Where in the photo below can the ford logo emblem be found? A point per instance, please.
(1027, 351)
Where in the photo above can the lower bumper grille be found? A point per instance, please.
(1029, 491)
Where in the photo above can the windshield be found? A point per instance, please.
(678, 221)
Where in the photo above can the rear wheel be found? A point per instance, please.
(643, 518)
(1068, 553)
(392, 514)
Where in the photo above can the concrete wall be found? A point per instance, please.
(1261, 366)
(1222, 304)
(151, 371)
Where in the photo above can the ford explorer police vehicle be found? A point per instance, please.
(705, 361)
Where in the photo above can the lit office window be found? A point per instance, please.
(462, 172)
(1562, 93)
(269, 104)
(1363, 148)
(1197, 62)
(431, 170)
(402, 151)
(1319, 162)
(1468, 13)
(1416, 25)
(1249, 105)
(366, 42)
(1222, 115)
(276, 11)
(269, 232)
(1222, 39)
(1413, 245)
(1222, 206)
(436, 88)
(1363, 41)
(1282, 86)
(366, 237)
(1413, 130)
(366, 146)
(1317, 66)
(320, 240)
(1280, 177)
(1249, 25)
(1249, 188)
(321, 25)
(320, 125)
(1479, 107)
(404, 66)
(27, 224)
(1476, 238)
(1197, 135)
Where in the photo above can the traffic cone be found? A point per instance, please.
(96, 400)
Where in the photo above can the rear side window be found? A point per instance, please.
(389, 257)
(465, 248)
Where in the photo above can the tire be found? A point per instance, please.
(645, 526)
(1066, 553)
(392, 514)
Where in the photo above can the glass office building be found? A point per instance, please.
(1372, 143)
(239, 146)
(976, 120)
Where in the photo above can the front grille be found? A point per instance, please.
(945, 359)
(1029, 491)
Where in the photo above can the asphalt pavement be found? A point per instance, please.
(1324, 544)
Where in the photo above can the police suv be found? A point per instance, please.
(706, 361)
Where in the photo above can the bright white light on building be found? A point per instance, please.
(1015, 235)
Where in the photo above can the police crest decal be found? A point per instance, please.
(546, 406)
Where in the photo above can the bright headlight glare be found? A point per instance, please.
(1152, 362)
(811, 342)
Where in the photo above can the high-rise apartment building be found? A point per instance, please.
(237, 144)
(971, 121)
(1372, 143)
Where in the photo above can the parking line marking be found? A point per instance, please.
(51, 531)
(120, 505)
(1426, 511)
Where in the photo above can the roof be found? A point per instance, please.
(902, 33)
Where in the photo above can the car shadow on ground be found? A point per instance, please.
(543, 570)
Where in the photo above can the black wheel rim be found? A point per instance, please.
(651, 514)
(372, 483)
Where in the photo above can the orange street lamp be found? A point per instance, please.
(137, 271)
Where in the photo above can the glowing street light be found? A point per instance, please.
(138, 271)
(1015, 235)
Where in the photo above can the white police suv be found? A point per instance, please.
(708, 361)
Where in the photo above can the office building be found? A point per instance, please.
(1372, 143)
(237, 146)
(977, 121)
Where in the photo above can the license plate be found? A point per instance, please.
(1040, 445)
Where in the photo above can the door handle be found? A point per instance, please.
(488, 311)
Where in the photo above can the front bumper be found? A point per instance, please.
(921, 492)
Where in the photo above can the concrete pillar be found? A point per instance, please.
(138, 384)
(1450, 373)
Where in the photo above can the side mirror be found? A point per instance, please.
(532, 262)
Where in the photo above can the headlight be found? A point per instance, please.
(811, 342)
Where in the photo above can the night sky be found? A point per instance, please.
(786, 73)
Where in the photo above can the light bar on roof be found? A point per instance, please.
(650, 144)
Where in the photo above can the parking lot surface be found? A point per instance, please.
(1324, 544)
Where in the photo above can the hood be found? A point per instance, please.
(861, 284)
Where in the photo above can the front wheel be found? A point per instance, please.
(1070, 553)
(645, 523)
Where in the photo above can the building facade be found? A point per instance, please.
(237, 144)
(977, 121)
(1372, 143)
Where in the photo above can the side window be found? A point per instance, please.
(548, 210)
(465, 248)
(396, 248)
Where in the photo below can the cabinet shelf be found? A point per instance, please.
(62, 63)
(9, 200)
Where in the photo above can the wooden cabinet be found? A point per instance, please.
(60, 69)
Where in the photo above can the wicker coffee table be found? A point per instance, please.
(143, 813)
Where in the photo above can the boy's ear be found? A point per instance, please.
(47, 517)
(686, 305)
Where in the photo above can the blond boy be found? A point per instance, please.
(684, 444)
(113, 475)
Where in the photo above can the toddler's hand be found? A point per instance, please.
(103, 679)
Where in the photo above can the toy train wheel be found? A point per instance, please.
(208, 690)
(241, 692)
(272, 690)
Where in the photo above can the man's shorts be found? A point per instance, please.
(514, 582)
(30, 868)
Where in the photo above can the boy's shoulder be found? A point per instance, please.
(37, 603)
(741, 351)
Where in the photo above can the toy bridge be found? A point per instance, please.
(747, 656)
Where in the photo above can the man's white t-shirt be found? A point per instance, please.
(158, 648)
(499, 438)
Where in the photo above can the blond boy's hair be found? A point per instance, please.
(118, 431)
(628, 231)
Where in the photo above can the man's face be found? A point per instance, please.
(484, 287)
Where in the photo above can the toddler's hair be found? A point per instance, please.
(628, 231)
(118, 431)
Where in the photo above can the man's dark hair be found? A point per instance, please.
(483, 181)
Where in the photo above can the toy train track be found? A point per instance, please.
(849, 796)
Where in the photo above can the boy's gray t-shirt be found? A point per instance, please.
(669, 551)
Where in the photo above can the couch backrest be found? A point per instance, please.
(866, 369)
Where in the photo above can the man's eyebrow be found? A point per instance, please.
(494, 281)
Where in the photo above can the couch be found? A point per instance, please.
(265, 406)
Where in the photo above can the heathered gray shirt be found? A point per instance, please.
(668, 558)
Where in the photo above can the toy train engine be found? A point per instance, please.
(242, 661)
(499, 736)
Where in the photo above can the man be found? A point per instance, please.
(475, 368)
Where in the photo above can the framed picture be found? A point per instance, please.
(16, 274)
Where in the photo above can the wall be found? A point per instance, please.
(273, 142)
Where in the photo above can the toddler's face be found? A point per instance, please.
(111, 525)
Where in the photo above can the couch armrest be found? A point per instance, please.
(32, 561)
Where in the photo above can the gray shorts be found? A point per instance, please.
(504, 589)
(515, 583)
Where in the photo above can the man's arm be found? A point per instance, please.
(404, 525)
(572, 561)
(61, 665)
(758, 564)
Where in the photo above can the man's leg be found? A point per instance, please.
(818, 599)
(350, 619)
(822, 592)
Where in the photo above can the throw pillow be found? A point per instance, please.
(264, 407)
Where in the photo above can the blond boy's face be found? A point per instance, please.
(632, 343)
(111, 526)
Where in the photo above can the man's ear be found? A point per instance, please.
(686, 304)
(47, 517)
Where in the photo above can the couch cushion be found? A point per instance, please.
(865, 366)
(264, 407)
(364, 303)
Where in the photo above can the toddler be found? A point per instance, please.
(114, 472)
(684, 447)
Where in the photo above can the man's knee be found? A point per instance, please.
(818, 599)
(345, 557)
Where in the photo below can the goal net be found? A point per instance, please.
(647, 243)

What is needed -
Make an exact copy of all the data.

Written response -
Where in the photo below can the ford logo emblem be found? A point per instance, please.
(1027, 351)
Where in the photo above can the lower bumper grille be found? A point per instance, please.
(1029, 491)
Where in the photo above can the windshield be found? A point per instance, please.
(678, 221)
Where in the photo above can the rear wheel be found? A point per instance, please.
(643, 518)
(1068, 553)
(392, 514)
Where in the photo above can the concrete wall be found? A point per instance, please.
(1261, 366)
(1222, 304)
(151, 371)
Where in the photo above can the ford explorer police vehicle be found? A point per instance, please.
(705, 361)
Where in the photo above can the lit office window be found? A point per instance, please.
(462, 172)
(1562, 93)
(269, 104)
(1363, 148)
(1197, 62)
(431, 170)
(402, 151)
(1319, 162)
(1468, 13)
(1416, 25)
(1249, 105)
(366, 42)
(1222, 115)
(276, 11)
(269, 232)
(1222, 39)
(1413, 245)
(1222, 206)
(436, 88)
(1363, 41)
(1282, 86)
(366, 237)
(1413, 130)
(366, 146)
(1317, 66)
(320, 240)
(1280, 177)
(1249, 25)
(1249, 188)
(321, 25)
(320, 125)
(1479, 107)
(404, 66)
(27, 224)
(1476, 238)
(1197, 135)
Where in the photo above can the traffic cone be found? A point per instance, please.
(96, 400)
Where in the photo above can the rear side window be found? A point per instance, please.
(389, 257)
(465, 248)
Where in the photo above can the tire be found? A point per instance, please.
(645, 526)
(1066, 553)
(392, 514)
Where in the photo above can the glass office building be found? A point per instance, please.
(1372, 143)
(239, 146)
(976, 120)
Where in the photo above can the front grille be found? A point per instance, please.
(945, 359)
(1029, 491)
Where in the photo above can the asphalt pavement be found? A point per instance, please.
(1324, 544)
Where in the photo above can the police suv be found? A point per instance, please.
(706, 361)
Where in the photo above can the bright white light on building be found? A point per instance, please.
(1015, 235)
Where in the photo above can the police crest decal be found? A point per instance, please.
(546, 406)
Where in the photo above can the bright headlight glare be found? A point per instance, please.
(1152, 362)
(811, 342)
Where in the photo above can the high-rise apartment building be found? A point per instance, please.
(237, 144)
(971, 121)
(1372, 143)
Where in the photo above can the parking line marking be found? A point per instance, please.
(51, 531)
(120, 505)
(1426, 511)
Where in the photo above can the roof be found? A point per instance, please.
(902, 33)
Where in the photo above can the car shadow on ground be found? A point per instance, please.
(543, 570)
Where in the photo above can the black wheel rim be found? A point per instance, please.
(651, 514)
(372, 483)
Where in the photo above can the orange street lamp be found? A point per instance, please.
(137, 271)
Where in the photo above can the glowing street light be found? A point per instance, please.
(138, 271)
(1015, 235)
Where in the photo above can the white police suv be found? A point per instance, please.
(708, 361)
Where in the photo above can the office building be found? A point per instance, please.
(1372, 143)
(237, 146)
(977, 121)
Where in the photo above can the license plate be found? A point per instance, please.
(1040, 445)
Where in the photo above can the door handle be found? A point per instance, please.
(488, 311)
Where in the photo above can the front bumper be found? A point per instance, please.
(921, 492)
Where in the photo above can the concrete pillar be found? A point per instance, please.
(138, 384)
(1450, 373)
Where in the photo above can the side mirror be found? A point per instance, please.
(532, 262)
Where in the photo above can the headlight be found? A point per instance, please.
(811, 342)
Where in the photo above can the night sky be found? A point per instance, please.
(786, 73)
Where in the photo above can the light bar on roof be found? A point per instance, please.
(650, 144)
Where in the photo above can the parking lot surface be found? A point per instance, please.
(1324, 544)
Where in the photo above can the hood be found? A point per instance, please.
(861, 284)
Where in the photo above can the front wheel be found? A point per instance, please.
(1070, 553)
(645, 523)
Where in the photo above can the building facade be found? A point per instance, please.
(237, 144)
(977, 121)
(1372, 143)
Where in the photo above can the side window be found? A point per instance, please.
(548, 210)
(465, 248)
(396, 248)
Where in the photo below can the cabinet shelf be found? A point per instance, please.
(62, 63)
(9, 200)
Where in the photo above can the wooden cabinet be found? A point per instance, please.
(60, 69)
Where in the photo above can the wicker coffee table be found? A point per instance, please.
(143, 813)
Where in the photo above can the boy's ear be found? A point per instance, please.
(47, 517)
(686, 305)
Where in the photo above can the blond boy be found? A point per instance, please.
(684, 444)
(113, 475)
Where in the photo above can the toddler's hand be found? A point per instance, please.
(103, 679)
Where in the photo above can the toy train wheel be found? A point per instance, please.
(208, 690)
(241, 692)
(272, 690)
Where in the photo above can the man's shorts be found? A point per instance, please.
(514, 582)
(30, 868)
Where in the photo above can the boy's shoulder be found? A point per instance, please.
(37, 603)
(741, 351)
Where in the photo above can the toy bridge be found? A point per instance, please.
(747, 656)
Where in the photo above can the man's white t-shirt be found? A point per instance, please.
(158, 648)
(499, 438)
Where in the photo above can the blond boy's hair be found? A point per instance, please.
(118, 431)
(628, 231)
Where in the photo above can the man's face be found? A point per instance, please.
(484, 287)
Where in the photo above can the toddler's hair be found? A point per instance, please.
(628, 231)
(118, 431)
Where in the photo above can the man's dark hair be found? A point per instance, please.
(483, 181)
Where in the photo above can the toy train track be found? A point per instance, please.
(849, 796)
Where in the photo above can the boy's gray t-shirt be found? A point per instance, please.
(669, 551)
Where in the photo above can the couch backrest be found? A point per instance, please.
(866, 369)
Where in the photo above can the man's eyebrow be found? A point per instance, please.
(494, 281)
Where in the photo above can the couch be found? A point per instance, please.
(265, 406)
Where in the photo above can the heathered gray shirt be found? A point per instance, please.
(668, 558)
Where in the photo above can the toy train engine be found? A point per instance, please.
(242, 661)
(499, 736)
Where in the photo above can the man be found? A point per instance, please.
(475, 368)
Where in the photo above can the framed picture be found? A point per instance, please.
(16, 274)
Where in the photo above can the wall be found? A point per instance, please.
(273, 142)
Where in the photo above can the toddler's face be found? A point per instance, please.
(111, 525)
Where in the photo above can the couch armrest be found? A point per instance, please.
(32, 561)
Where in the photo above can the gray shorts be found? A point per instance, please.
(504, 589)
(515, 583)
Where in the photo above can the man's arm be found? A point per instance, please.
(404, 525)
(572, 561)
(61, 665)
(758, 564)
Where in the photo above can the man's leg be found? A point per instance, please.
(818, 599)
(350, 619)
(822, 592)
Where in the photo above can the throw pillow be found? A point per instance, please.
(264, 407)
Where in the photo above can the blond boy's face be found? A point per instance, please.
(632, 343)
(111, 526)
Where in the photo above can the man's ear be found? A point per instance, please.
(686, 304)
(47, 517)
Where in the photo above can the couch cushion be found? A point per instance, please.
(865, 366)
(264, 407)
(364, 303)
Where in the photo above can the toddler be found? A point per instance, please.
(114, 472)
(684, 447)
Where in the photo above can the man's knee be found? A point per instance, please.
(818, 599)
(345, 557)
Where in the photo below can the goal net be found? A point per instance, please.
(647, 243)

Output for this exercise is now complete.